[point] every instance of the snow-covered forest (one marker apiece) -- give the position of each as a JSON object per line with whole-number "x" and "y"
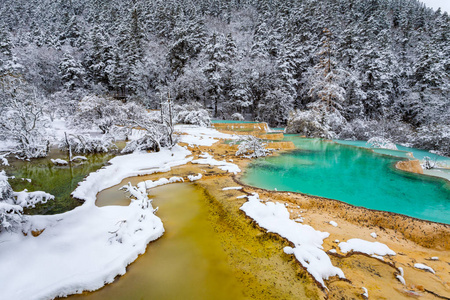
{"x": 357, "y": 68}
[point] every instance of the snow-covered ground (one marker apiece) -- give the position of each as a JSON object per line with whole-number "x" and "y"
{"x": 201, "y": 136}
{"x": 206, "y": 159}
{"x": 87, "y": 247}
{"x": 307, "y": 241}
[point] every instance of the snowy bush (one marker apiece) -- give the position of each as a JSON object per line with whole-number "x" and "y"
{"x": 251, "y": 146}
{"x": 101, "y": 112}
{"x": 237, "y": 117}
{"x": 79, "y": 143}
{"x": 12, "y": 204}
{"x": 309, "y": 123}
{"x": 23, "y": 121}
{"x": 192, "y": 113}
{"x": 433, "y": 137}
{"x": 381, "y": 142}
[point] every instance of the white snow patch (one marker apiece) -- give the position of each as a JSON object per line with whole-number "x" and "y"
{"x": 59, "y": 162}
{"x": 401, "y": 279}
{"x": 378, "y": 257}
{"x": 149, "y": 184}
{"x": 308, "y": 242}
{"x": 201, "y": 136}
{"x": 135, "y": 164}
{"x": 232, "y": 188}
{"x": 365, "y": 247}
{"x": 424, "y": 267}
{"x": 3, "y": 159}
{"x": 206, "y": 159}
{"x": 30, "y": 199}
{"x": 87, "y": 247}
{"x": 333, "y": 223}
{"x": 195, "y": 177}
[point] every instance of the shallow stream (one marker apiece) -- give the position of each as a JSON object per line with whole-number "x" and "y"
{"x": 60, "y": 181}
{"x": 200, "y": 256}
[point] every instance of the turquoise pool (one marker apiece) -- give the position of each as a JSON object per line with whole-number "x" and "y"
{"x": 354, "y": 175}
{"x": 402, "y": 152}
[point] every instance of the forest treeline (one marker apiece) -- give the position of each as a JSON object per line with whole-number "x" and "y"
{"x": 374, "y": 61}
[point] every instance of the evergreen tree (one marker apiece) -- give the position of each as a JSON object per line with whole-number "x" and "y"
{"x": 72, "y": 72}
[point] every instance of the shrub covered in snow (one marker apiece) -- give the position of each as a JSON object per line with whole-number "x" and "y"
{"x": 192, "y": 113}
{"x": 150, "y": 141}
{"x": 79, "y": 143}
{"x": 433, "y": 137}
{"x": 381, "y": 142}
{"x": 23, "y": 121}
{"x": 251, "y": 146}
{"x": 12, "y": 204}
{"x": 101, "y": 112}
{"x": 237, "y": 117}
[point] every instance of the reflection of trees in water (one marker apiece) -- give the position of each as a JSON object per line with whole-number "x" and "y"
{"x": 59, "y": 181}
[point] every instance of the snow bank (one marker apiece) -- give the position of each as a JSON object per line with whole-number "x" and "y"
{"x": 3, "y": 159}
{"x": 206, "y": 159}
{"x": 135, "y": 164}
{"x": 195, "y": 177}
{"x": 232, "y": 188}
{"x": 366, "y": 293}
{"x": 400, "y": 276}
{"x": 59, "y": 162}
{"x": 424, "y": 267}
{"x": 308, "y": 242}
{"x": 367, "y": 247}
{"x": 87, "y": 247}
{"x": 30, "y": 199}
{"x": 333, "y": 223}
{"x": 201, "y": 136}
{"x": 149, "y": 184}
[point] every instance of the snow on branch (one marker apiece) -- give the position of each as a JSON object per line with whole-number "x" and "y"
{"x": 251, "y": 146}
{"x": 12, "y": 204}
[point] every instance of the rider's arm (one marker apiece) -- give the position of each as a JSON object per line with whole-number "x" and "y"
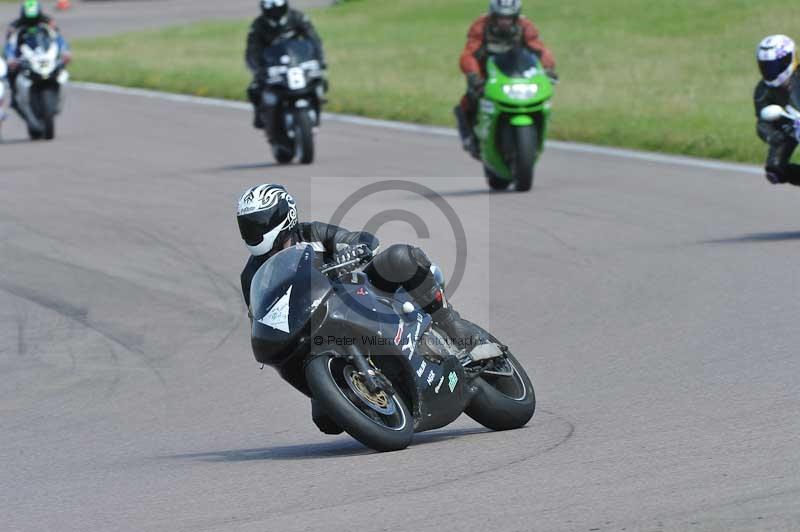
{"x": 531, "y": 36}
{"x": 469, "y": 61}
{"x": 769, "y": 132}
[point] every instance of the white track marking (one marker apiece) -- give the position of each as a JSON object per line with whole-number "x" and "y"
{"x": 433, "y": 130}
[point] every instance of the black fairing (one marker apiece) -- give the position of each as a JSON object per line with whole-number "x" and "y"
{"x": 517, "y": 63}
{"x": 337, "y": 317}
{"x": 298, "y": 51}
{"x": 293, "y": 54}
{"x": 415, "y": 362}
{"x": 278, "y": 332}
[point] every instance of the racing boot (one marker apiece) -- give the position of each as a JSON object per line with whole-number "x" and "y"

*****

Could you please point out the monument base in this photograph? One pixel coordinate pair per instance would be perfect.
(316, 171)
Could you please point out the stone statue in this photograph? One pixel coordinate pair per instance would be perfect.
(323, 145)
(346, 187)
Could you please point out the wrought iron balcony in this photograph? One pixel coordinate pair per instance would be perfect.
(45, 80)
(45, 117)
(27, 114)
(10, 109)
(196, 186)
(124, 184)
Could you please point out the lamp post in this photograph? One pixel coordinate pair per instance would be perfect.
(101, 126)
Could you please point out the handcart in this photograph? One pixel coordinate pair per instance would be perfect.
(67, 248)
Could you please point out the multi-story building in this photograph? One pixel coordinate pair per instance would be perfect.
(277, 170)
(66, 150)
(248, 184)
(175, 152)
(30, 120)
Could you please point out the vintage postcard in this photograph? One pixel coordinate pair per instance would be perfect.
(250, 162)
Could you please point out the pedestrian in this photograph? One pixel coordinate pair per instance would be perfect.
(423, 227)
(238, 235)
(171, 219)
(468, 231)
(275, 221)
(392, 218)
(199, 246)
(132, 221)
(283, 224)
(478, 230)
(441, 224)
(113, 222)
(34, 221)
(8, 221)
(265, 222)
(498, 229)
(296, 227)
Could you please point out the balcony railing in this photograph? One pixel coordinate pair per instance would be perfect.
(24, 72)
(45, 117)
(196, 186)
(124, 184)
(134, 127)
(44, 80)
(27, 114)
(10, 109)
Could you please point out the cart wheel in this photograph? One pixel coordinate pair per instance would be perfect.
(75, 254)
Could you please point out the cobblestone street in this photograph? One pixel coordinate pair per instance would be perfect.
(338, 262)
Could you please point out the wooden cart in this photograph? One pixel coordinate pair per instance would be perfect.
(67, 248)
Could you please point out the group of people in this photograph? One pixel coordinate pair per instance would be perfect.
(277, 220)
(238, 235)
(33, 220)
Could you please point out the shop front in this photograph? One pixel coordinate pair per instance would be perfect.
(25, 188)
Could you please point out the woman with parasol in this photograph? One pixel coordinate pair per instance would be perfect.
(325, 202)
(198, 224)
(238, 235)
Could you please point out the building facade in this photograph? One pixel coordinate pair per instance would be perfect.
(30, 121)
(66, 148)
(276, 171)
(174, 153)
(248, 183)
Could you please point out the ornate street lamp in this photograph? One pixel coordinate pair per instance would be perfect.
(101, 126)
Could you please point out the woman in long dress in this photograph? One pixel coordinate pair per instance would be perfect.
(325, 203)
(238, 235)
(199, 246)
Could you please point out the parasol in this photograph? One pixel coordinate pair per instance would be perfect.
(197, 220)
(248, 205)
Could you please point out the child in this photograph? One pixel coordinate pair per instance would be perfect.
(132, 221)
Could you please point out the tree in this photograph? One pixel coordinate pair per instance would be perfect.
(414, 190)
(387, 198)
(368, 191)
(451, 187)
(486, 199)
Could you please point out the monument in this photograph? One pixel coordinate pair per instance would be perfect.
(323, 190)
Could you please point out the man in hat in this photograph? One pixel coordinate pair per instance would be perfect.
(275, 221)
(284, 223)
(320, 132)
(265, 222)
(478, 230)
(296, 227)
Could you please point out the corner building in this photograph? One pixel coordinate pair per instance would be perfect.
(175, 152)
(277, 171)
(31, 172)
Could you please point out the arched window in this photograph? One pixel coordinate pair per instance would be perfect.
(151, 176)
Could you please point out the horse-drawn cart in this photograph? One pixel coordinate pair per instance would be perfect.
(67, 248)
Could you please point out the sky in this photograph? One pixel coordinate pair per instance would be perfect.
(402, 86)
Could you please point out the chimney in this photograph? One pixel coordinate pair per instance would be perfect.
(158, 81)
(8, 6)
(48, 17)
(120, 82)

*****

» **TASK ITEM**:
With the line that has "[point] every instance of the white track" as the first and the line that has "[point] every instance of the racing" as the last, repeat exactly that run of lines above and no more.

» **REPLY TO THE EXERCISE**:
[point] every instance of the white track marking (one marker apiece) -- give the position of each as a JSON object per line with whole-number "x" and "y"
{"x": 433, "y": 130}
[point] every instance of the black fairing (one marker apiece) -- give the position of each as a JSON object per line with whole-number "x" and "y"
{"x": 517, "y": 63}
{"x": 337, "y": 317}
{"x": 298, "y": 51}
{"x": 293, "y": 54}
{"x": 415, "y": 362}
{"x": 278, "y": 332}
[point] every instance of the racing boot (one marker apiece) -- give the position of each as a JSON object per line with whole-number "x" and "y"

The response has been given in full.